Record excerpts ->
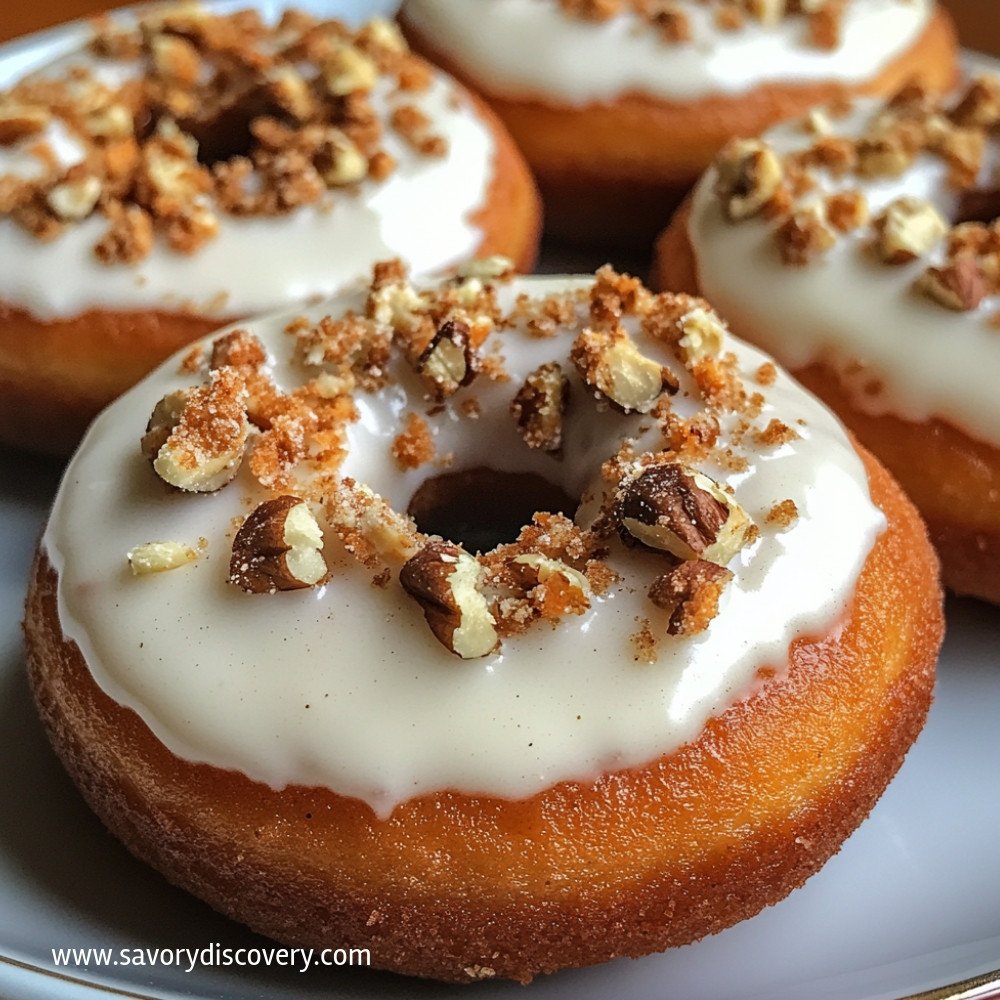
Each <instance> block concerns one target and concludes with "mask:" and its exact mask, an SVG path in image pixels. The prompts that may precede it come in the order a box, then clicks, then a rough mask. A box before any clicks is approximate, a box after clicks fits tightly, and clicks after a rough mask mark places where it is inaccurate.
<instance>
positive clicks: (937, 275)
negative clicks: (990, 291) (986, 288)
mask: <svg viewBox="0 0 1000 1000" xmlns="http://www.w3.org/2000/svg"><path fill="white" fill-rule="evenodd" d="M917 284H918V287H919V288H920V289H921V291H923V292H924V293H925V294H926V295H929V296H930V297H931V298H932V299H934V301H935V302H938V303H940V304H941V305H943V306H945V307H946V308H948V309H954V310H955V311H956V312H968V311H970V310H972V309H975V308H976V307H977V306H978V305H979V303H980V302H982V301H983V299H984V298H986V281H985V279H984V277H983V272H982V269H981V268H980V266H979V263H978V261H977V260H976V258H975V257H970V256H968V255H965V254H963V255H961V256H958V257H955V258H954V259H952V260H950V261H949V262H948V263H946V264H945V265H944V266H943V267H929V268H928V269H927V270H926V271H925V272H924V273H923V274H922V275H921V277H920V279H919V280H918V282H917Z"/></svg>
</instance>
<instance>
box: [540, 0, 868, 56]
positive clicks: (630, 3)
mask: <svg viewBox="0 0 1000 1000" xmlns="http://www.w3.org/2000/svg"><path fill="white" fill-rule="evenodd" d="M700 2H701V4H702V5H703V6H705V7H708V8H710V10H711V11H712V21H713V23H714V24H715V25H716V27H718V28H720V29H721V30H723V31H727V32H728V31H739V30H740V29H741V28H743V27H744V26H745V25H746V23H747V21H756V22H758V23H762V24H765V25H774V24H777V23H778V22H779V21H781V20H783V19H785V18H788V19H796V20H802V21H803V22H804V24H805V31H804V33H803V38H802V41H803V44H804V45H807V46H810V47H813V48H817V49H835V48H837V47H838V46H839V45H840V33H841V25H842V23H843V18H844V12H845V9H846V7H847V4H848V3H849V2H850V0H810V2H808V3H807V2H806V0H789V2H788V3H787V4H786V3H785V2H784V0H782V2H780V3H776V2H770V0H700ZM558 4H559V7H560V9H561V10H562V12H563V13H564V14H565V15H566V16H567V17H574V18H578V19H580V20H583V21H595V22H598V23H600V22H602V21H609V20H611V18H613V17H617V16H618V15H620V14H625V13H630V14H633V15H635V16H636V17H637V18H639V19H640V21H641V22H642V23H644V24H645V25H648V26H649V28H651V29H652V30H655V31H656V32H657V34H658V35H659V36H660V37H661V38H662V39H663V41H664V42H668V43H682V42H690V41H692V39H693V38H694V33H693V31H692V28H691V22H690V18H689V16H688V14H687V13H686V12H685V11H684V9H683V8H682V6H681V5H680V4H678V3H674V2H671V0H558Z"/></svg>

Exercise directions ->
Go through the records and gather the lines that hold "instance".

Task output ->
Each <instance> block concerns one target and concludes with "mask:" and its exact mask, an SVG path in image pixels. The prompts that may precede it come in the order a box, then clicks, then a rough mask. A box before any clicks is approximate, a box after clicks fits tightly, and clicks after a rough mask mark places where it is inaccurate.
<instance>
</instance>
<instance>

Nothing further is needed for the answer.